"""
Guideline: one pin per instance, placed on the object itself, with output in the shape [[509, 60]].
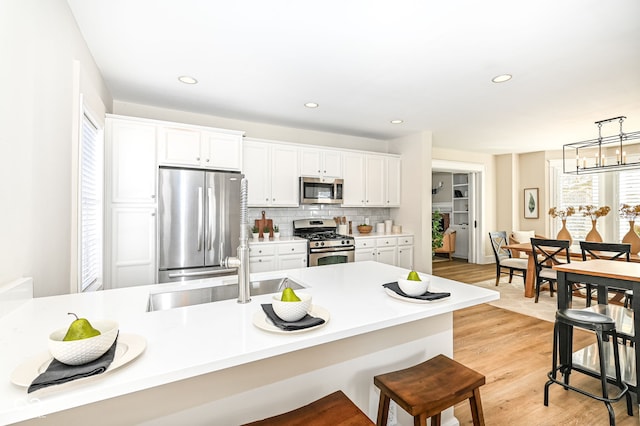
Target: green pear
[[413, 276], [81, 328], [288, 295]]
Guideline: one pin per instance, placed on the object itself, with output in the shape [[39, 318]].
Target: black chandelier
[[606, 153]]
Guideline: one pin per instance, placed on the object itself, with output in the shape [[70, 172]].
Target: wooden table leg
[[529, 285]]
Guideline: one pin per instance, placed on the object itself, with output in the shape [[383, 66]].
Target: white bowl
[[414, 288], [77, 352], [291, 311]]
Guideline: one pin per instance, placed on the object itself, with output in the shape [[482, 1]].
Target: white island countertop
[[200, 339]]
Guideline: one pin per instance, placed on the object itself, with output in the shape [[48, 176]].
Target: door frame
[[477, 174]]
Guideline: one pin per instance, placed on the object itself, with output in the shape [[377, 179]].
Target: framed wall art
[[531, 203]]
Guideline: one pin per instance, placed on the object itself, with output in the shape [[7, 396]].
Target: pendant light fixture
[[604, 154]]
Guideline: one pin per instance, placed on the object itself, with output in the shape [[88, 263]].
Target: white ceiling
[[367, 62]]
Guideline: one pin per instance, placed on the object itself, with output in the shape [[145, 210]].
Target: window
[[629, 193], [90, 203], [611, 189]]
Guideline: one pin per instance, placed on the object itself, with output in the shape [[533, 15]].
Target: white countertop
[[191, 341]]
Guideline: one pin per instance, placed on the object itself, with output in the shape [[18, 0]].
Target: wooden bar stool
[[427, 389], [332, 410]]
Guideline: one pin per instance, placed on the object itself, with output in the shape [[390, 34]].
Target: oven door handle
[[331, 250]]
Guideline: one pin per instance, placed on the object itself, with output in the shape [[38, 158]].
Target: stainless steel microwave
[[320, 191]]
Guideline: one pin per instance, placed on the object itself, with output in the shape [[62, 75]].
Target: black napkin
[[58, 373], [306, 321], [427, 296]]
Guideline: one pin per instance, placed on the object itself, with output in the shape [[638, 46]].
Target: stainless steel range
[[325, 247]]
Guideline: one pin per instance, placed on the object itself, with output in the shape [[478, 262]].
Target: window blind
[[629, 193], [90, 204], [577, 191]]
"""
_How to complete this task_: The entries above hold a line with "shape [[18, 0]]." and a later line with "shape [[478, 262]].". Write out exactly those lines and all lines between, nothing more.

_Task solution_:
Guideline: one pin per instance, placed on the object itself, with output in the shape [[18, 0]].
Target: wooden bar stool
[[427, 389], [332, 410]]
Guideline: one pin per instance, placed on the object itself, with output in the shape [[390, 34]].
Target: oven door handle
[[331, 250]]
Guideline: one pin per instance, placed on the object itself, with output in the shape [[38, 158]].
Target: stainless steel microwave
[[320, 191]]
Guideline: one pin per instance, placed on the object itself, with output in the shape [[62, 75]].
Target: black napkin
[[58, 373], [306, 321], [427, 296]]
Guideline: one pin per instance, placed on the object itself, with output in the shape [[638, 46]].
Target: stainless steel range
[[325, 247]]
Guideline: one pin per instance, placed on the object itself, with output in the shape [[478, 262]].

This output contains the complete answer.